> [Requirement]
Report every line in the rows below that contains the string "Query", copying each line in full.

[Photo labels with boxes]
· · ·
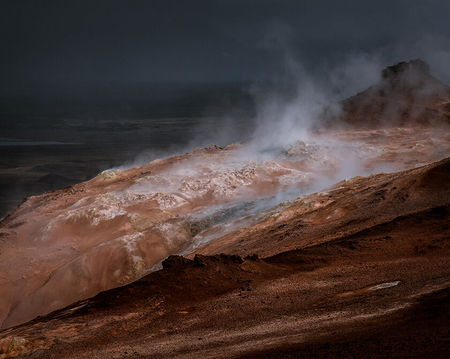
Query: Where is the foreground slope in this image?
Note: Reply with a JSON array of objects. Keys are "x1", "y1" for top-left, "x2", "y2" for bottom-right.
[{"x1": 0, "y1": 159, "x2": 450, "y2": 358}]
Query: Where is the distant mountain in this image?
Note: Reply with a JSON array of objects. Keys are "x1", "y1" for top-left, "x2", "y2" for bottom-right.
[{"x1": 333, "y1": 59, "x2": 450, "y2": 127}]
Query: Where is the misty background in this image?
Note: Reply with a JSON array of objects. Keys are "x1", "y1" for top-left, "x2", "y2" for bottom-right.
[{"x1": 0, "y1": 0, "x2": 450, "y2": 218}]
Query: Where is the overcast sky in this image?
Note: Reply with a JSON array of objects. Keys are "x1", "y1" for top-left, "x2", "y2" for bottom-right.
· · ·
> [Answer in full]
Query: Where is the foreground slope in this image?
Query: Where is the distant mountain in this image?
Query: Where is the misty background in this image?
Query: Where is the overcast sky in this image?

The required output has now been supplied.